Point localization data
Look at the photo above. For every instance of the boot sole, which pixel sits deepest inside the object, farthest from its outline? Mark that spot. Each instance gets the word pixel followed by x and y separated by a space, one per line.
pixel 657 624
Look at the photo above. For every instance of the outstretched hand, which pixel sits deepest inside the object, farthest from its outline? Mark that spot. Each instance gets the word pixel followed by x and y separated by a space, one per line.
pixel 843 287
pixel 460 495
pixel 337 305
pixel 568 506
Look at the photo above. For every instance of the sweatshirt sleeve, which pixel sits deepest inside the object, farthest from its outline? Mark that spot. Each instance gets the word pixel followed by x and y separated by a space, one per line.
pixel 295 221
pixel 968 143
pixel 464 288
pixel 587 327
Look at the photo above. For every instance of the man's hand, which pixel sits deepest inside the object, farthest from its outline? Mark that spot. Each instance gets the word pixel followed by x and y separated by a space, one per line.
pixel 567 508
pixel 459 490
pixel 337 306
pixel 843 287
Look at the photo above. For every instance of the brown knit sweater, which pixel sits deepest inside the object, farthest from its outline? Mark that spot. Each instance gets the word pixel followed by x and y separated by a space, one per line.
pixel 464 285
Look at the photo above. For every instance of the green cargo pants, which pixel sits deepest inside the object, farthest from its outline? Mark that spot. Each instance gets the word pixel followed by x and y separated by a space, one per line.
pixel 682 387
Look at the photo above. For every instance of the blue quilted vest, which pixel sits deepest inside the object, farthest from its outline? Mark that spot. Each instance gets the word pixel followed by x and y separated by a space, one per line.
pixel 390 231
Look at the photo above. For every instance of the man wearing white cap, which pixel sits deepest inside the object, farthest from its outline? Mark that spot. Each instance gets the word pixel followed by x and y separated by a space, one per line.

* * *

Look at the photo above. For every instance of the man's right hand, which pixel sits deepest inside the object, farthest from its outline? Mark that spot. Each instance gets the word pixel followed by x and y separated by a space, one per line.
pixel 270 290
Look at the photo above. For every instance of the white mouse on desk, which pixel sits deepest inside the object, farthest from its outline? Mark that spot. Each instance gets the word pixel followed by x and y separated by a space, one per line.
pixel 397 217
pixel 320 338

WORK REQUIRED
Taking the entries above, write out exactly each line from the one holding "Look at the photo above. For every instance of the brown" to the one holding "the man wearing", both included, and stop there.

OUTPUT BELOW
Look at the photo above. For every instance of the brown knit sweater, which pixel sits deepest inside the object, farthest from its outline? Mark that spot. Each instance gets the word pixel followed by x and y separated by a space, one per line.
pixel 464 285
Look at the photo above. For every instance of the green cargo pants, which pixel sits deepest inside the object, farthest from its outline? Mark that spot. Each instance gets the word pixel followed by x and y separated by a space, one per line.
pixel 682 387
Look at the photo above. For every instance of the blue quilted vest, which pixel sits deepest inside the object, farthest from its outline? Mark that spot. Each instance gets the word pixel followed by x and y separated by a space, one per line.
pixel 390 231
Look at the photo above. For every instance of the man wearing white cap, which pixel sits deepest inside the object, farthest from its outline? Mark that spot. Each instance gets the word pixel followed by x and y separated by a space, one per line.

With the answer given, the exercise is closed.